COMPITO BREVE 1:
Rispondi a queste domande sul testo riguardante i servizi postali dell'antichità, riportato qui sotto:
(a) Quanti anni prima di Cristo la Cina possedeva già un sistema organizzato per l'inoltro della corrispondenza?
(b) Quale supporto per l'informazione scritta viene citato come esempio?
(c) Con quale mezzo si muovevano i corrieri lungo le antiche reti stradali?

DOCUMENTO DI ORIGINE:
════

I SERVIZI POSTALI DELL'ANTICHITA'

     
  La storia del trasporto pubblico inizia più o meno con quella del servizio postale. La necessità di scambiare informazioni a distanza è infatti all’origine dei primi sistemi organizzati di inoltro di quella che oggi chiamiamo semplicisticamente “posta”. Abbandonata la segnalazione a distanza con suoni, fumo o codici luminosi prende il via il trasporto dei primi supporti destinati a contenere la informazione scritta (le tavolette d’argilla, ad esempio), affidate a corrieri che si muovono a cavallo lungo le antiche reti stradali.  
     
  La più antica traccia di questi postini ante-litteram viene dalla Cina, che già 4000 anni prima di Cristo possiede un sistema organizzato per l’inoltro della corrispondenza ufficiale e commerciale e della “ching-pao”, pubblicazione assimilabile alla moderna Gazzetta Ufficiale.

════

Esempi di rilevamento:
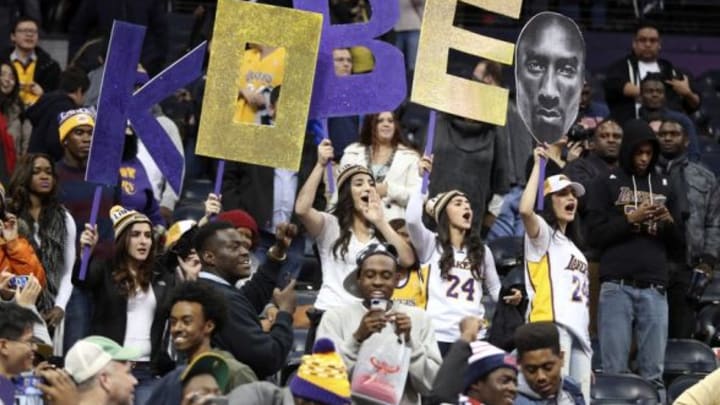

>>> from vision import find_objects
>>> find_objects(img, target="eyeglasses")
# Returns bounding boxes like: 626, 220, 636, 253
15, 28, 37, 35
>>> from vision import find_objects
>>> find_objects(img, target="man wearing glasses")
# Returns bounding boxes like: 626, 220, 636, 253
604, 23, 700, 125
1, 17, 60, 107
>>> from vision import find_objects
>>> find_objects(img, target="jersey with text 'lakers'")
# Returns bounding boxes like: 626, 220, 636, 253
525, 215, 592, 353
426, 246, 500, 342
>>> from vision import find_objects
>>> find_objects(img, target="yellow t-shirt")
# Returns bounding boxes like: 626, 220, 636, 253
13, 60, 40, 107
392, 265, 428, 309
233, 47, 285, 124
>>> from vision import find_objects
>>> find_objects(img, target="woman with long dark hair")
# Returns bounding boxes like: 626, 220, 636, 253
295, 139, 415, 340
340, 111, 420, 219
519, 146, 592, 401
80, 206, 176, 405
405, 156, 522, 355
8, 154, 76, 327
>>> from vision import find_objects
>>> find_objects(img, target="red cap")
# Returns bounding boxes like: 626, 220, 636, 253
218, 209, 260, 245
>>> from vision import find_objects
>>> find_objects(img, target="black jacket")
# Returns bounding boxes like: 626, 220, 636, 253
26, 90, 78, 161
222, 129, 325, 229
2, 46, 60, 93
603, 54, 698, 125
76, 260, 176, 375
199, 257, 294, 380
587, 120, 683, 285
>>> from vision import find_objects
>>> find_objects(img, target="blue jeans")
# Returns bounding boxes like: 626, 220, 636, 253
598, 282, 668, 388
395, 31, 420, 71
63, 287, 92, 353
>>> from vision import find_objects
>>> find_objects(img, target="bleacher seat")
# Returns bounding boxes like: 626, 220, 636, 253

════

COMPITO BREVE 2: Conta le righe delle registrazioni che contengono la stringa "with" e scrivi soltanto il numero.

RISPOSTA CORRETTA 1:
(a) 4000 anni prima di Cristo.
(b) Le tavolette d'argilla.
(c) A cavallo.

RISPOSTA CORRETTA 2: 2